Da gibts nur Gruppen wie z.B. die Hizb ut Tahrir, die eine Rückkehr zum Kalifat anstreben, allerdings eine ziemlich kleine Randgruppe, auch unter Islamisten sind. Aber selbst deren Vorstellung entspricht nicht der eines Gottesstaates, sondern lediglich der Wiedereinführung des Kalifats unter Herrschaft eines rechtgeleiteten Kalifen, der aus der Verwandtschaftslinie Mohammeds entstammt. Aber unter Muslimen ist selbst dieses Konzept bereits seit Entstehung des Islams umstritten, daher die Spaltung von Sunniten und Schiiten.
Und auch das kommt keinem Gottesstaat gleich, denn die Herrschaft der Kalifen war zumeist realpolitisch säkularisiert, bzw. pragmatsich.
Gottesstaat ist da ein klischeebeladener Begriff aus europäischer Sicht der ein wenig die stereotypische Sicht auf die gesamte Region dort unten widerspiegelt, ohne wirklich ins Detail zu gehen.
Die Osmanen-Sultane verfuhren also in ihrer Gesetzgebertätigkeit wie säkulare Herrscher, auch wenn die religiöse Theorie das nicht wahrhaben wollte.

Einträge aus einem Pointing-Datensatz:
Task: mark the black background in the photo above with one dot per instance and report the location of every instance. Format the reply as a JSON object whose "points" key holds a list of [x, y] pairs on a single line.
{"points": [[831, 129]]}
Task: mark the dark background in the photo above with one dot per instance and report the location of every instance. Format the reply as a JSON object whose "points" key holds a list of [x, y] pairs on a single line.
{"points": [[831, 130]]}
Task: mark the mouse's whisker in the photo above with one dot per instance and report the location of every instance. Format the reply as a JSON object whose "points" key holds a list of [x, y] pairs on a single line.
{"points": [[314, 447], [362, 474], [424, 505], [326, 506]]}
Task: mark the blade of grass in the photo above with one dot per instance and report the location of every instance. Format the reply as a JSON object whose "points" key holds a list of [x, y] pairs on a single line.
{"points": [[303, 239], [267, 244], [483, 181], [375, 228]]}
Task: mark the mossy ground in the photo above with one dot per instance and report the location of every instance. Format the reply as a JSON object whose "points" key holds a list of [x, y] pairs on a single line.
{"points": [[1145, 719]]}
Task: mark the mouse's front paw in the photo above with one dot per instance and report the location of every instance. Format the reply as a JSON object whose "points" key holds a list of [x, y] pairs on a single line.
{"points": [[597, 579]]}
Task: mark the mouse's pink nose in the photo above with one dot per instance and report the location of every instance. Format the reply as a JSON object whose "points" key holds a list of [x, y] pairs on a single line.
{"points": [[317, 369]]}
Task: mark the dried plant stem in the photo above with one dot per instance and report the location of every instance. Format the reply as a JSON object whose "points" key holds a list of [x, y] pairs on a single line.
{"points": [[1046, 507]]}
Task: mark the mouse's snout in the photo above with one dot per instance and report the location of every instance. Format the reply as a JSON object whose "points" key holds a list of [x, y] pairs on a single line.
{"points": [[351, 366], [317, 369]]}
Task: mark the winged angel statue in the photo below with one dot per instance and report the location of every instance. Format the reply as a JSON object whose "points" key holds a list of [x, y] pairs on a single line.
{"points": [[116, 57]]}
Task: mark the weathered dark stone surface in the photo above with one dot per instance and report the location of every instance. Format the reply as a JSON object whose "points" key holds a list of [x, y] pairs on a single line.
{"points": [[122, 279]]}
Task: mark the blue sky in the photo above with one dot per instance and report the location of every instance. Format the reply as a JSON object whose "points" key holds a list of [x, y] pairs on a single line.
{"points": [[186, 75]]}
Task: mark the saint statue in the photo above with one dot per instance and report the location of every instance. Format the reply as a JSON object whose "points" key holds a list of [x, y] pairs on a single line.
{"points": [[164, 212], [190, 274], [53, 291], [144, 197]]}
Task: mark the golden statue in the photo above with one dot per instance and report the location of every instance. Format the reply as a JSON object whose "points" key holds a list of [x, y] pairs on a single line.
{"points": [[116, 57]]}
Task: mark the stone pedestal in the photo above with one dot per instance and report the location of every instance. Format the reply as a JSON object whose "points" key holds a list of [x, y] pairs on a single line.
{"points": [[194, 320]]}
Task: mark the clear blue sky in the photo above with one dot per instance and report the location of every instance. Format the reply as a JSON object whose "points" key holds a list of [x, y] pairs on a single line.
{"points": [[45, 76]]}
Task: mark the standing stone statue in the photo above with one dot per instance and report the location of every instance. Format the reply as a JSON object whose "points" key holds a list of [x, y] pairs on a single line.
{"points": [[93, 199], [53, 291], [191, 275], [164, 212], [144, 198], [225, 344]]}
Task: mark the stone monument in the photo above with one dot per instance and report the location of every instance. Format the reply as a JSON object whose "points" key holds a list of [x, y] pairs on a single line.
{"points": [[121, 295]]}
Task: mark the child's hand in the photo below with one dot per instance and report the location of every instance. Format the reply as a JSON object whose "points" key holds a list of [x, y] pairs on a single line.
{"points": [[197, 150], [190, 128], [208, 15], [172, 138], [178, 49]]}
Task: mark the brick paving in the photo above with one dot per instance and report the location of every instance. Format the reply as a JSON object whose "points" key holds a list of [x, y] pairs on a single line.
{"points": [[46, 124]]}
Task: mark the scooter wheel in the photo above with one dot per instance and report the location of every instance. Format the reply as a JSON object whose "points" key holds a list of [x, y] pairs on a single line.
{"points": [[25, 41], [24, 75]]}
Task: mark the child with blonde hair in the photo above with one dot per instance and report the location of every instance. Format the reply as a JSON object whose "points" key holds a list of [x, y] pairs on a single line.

AUFGABE 1:
Beantworte anhand des Auszugs zum Kalifat:
(a) Welche Gruppe strebt eine Rückkehr zum Kalifat an?
(b) Aus welcher Verwandtschaftslinie soll der rechtgeleitete Kalif stammen?
(c) Wie verfuhren die Osmanen-Sultane in ihrer Gesetzgebertätigkeit?
AUFGABE 2: Gib aus dem Auszug zum Kalifat den Abschnitt wörtlich aus, der mit den Worten „Und auch das“ beginnt und mit „nicht wahrhaben wollte.“ endet.
Die Einträge sind eigenständiges Material, das vom Auszug getrennt ist.

VOLLSTÄNDIGE AUSGABE 1:
(a) Die Hizb ut Tahrir.
(b) Aus der Verwandtschaftslinie Mohammeds.
(c) Wie säkulare Herrscher.

VOLLSTÄNDIGE AUSGABE 2:
Und auch das kommt keinem Gottesstaat gleich, denn die Herrschaft der Kalifen war zumeist realpolitisch säkularisiert, bzw. pragmatsich.
Gottesstaat ist da ein klischeebeladener Begriff aus europäischer Sicht der ein wenig die stereotypische Sicht auf die gesamte Region dort unten widerspiegelt, ohne wirklich ins Detail zu gehen.
Die Osmanen-Sultane verfuhren also in ihrer Gesetzgebertätigkeit wie säkulare Herrscher, auch wenn die religiöse Theorie das nicht wahrhaben wollte.